* _TASK DESCRIPTION_: Format the records as a Markdown table with the columns Entry and Text, starting at the line containing "Where can you see the black headphones?" and ending at the last line of the records. Number each line in Entry, put the line itself in Text, and leave out blank lines.
-- BEGIN DATA SUPPLIED --
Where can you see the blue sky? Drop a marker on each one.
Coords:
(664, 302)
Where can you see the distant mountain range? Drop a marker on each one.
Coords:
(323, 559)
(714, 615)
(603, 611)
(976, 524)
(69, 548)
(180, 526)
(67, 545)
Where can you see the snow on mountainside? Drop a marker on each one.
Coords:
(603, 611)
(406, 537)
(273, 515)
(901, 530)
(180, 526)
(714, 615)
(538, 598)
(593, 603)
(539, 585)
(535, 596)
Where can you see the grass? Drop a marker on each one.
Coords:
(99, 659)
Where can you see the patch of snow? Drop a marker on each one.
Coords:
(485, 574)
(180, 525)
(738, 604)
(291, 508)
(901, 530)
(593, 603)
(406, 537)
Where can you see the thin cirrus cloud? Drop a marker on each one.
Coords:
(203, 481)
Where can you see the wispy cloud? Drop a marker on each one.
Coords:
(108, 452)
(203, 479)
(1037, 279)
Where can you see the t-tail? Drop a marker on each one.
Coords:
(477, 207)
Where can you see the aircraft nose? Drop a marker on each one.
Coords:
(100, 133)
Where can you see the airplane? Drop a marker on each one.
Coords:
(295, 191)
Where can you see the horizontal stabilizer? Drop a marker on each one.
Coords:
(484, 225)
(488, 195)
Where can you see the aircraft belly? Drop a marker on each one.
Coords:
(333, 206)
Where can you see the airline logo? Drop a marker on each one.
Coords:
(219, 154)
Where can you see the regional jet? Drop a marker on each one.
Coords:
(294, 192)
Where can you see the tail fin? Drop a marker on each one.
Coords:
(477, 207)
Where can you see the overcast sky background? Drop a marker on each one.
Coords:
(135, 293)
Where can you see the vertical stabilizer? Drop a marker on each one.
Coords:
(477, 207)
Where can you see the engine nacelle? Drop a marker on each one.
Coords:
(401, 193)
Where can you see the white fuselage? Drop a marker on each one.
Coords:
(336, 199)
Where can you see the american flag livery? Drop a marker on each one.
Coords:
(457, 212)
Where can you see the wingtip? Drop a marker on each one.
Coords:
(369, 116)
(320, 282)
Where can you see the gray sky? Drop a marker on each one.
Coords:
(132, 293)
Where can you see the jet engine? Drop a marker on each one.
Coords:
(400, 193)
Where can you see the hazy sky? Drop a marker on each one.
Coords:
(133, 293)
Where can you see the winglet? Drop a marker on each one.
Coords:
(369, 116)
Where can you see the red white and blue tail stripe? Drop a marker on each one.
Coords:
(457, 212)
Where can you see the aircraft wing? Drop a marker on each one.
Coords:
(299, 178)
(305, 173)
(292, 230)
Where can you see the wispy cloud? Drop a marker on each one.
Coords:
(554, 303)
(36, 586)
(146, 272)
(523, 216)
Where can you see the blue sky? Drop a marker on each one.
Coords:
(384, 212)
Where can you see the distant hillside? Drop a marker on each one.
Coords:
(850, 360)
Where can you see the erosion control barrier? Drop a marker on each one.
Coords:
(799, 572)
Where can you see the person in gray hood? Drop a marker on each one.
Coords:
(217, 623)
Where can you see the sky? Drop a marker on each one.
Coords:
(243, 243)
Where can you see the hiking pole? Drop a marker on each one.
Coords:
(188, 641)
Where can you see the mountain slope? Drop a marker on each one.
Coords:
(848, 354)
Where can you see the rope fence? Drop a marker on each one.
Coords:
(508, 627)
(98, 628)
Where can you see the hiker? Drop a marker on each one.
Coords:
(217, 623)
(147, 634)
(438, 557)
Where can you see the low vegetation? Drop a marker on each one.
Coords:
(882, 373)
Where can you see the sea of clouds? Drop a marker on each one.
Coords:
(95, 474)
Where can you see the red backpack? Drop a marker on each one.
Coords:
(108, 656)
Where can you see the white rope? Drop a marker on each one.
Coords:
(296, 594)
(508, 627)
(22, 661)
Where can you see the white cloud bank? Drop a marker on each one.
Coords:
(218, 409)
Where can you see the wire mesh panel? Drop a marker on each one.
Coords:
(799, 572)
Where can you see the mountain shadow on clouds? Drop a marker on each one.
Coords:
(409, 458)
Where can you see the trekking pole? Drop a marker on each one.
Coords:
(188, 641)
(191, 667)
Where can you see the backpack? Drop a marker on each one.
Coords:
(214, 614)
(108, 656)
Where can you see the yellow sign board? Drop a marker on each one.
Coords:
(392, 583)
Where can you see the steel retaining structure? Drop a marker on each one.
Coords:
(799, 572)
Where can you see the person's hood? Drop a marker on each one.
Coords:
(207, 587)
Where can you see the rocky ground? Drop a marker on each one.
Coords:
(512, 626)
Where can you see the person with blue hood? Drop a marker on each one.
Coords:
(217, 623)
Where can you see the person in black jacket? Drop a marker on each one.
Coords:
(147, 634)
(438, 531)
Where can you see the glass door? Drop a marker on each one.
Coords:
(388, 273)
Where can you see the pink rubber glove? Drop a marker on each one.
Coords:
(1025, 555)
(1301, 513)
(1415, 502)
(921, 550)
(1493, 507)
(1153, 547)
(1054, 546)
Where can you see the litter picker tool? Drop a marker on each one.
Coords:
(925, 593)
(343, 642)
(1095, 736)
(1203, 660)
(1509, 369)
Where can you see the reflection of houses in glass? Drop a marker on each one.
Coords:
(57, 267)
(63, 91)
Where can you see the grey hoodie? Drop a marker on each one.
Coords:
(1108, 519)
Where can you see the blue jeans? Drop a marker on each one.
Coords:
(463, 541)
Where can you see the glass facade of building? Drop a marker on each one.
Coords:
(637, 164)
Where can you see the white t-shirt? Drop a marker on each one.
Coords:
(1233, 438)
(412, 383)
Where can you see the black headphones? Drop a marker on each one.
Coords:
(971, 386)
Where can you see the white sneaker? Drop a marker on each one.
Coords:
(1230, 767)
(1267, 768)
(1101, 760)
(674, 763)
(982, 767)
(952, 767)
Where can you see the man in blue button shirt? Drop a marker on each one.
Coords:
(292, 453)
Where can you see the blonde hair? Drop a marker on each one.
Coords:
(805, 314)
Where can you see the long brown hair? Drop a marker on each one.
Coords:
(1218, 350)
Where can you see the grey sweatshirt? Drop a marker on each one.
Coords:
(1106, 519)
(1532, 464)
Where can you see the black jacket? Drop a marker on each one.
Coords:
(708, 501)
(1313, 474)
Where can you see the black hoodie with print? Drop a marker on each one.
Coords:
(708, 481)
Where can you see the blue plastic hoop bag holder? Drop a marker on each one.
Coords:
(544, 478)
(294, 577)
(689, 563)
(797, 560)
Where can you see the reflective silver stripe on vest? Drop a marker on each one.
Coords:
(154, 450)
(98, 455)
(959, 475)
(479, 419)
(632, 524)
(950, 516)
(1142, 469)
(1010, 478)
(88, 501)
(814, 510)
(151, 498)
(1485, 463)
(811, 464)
-- END DATA SUPPLIED --
* _SOLUTION TO THE PROBLEM_:
| Entry | Text |
|---|---|
| 1 | Where can you see the black headphones? Drop a marker on each one. |
| 2 | Coords: |
| 3 | (971, 386) |
| 4 | Where can you see the white sneaker? Drop a marker on each one. |
| 5 | Coords: |
| 6 | (1230, 767) |
| 7 | (1267, 768) |
| 8 | (1101, 760) |
| 9 | (674, 763) |
| 10 | (982, 767) |
| 11 | (952, 767) |
| 12 | Where can you see the man in blue button shirt? Drop a marker on each one. |
| 13 | Coords: |
| 14 | (292, 453) |
| 15 | Where can you see the blonde hair? Drop a marker on each one. |
| 16 | Coords: |
| 17 | (805, 314) |
| 18 | Where can you see the long brown hair? Drop a marker on each one. |
| 19 | Coords: |
| 20 | (1218, 350) |
| 21 | Where can you see the grey sweatshirt? Drop a marker on each one. |
| 22 | Coords: |
| 23 | (1106, 519) |
| 24 | (1532, 464) |
| 25 | Where can you see the black jacket? Drop a marker on each one. |
| 26 | Coords: |
| 27 | (708, 501) |
| 28 | (1313, 474) |
| 29 | Where can you see the black hoodie with print? Drop a marker on each one. |
| 30 | Coords: |
| 31 | (708, 481) |
| 32 | Where can you see the blue plastic hoop bag holder? Drop a marker on each one. |
| 33 | Coords: |
| 34 | (544, 478) |
| 35 | (294, 577) |
| 36 | (689, 563) |
| 37 | (797, 560) |
| 38 | Where can you see the reflective silver stripe on vest? Drop a marker on each one. |
| 39 | Coords: |
| 40 | (154, 450) |
| 41 | (98, 455) |
| 42 | (959, 475) |
| 43 | (479, 419) |
| 44 | (632, 524) |
| 45 | (950, 516) |
| 46 | (1142, 469) |
| 47 | (1010, 478) |
| 48 | (88, 501) |
| 49 | (814, 510) |
| 50 | (151, 498) |
| 51 | (1485, 463) |
| 52 | (811, 464) |